> SUPPLIED PASSAGE:
--- begin ---

Firefox gets like 90% of its revenue from making Google the default search engine.

If you want to keep Firefox independent consider donating:

https://donate.mozilla.org/en-US/?form=donate

Bad advice. Donations to Mozilla go to the Foundation to fulfill it's 'mission', whatever it is, whereas FF development is done by Mozilla Corp. which can't legally take donations. Don't waste your money.

I think you’re over thinking it. The foundation owns the corporation. The foundation has 10 principles. https://en.m.wikipedia.org/wiki/Mozilla_Manifesto

If you agree with them, consider donating.

I'm not overthinking. It is what it is. You can't donate directly to impulse FF development. But you may buy subscriptions to Pocket/Relay or Mozilla VPN.

That said, I frankly don't know what Mozilla is up these days, nor I am interested in their survival. As far as I am concerned, they could disappear today and my life wouldn't change a single bit. I'd prefer to donate money to really useful ORGs on the likes of archive, wikipedia, OSM, Arch Linux, EFF and so on. Today's Mozilla is just a cash-grab mismanaged scam.

--- end ---

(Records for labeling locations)

--- begin ---

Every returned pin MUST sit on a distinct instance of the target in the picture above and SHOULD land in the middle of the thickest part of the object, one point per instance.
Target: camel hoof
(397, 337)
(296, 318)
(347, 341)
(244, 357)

--- end ---

> REQUIRED TASKS:
A - According to the thread about donating to Mozilla, roughly what share of Firefox's revenue comes from making Google the default search engine?
B - From the thread about donating to Mozilla, print the passage that begins at the words "I think you’re" and stops after "or Mozilla VPN.".
The listing has no connection to the text.

> ANSWERS TO THE EXERCISE:
A - About 90% of its revenue.

B -
I think you’re over thinking it. The foundation owns the corporation. The foundation has 10 principles. https://en.m.wikipedia.org/wiki/Mozilla_Manifesto

If you agree with them, consider donating.

I'm not overthinking. It is what it is. You can't donate directly to impulse FF development. But you may buy subscriptions to Pocket/Relay or Mozilla VPN.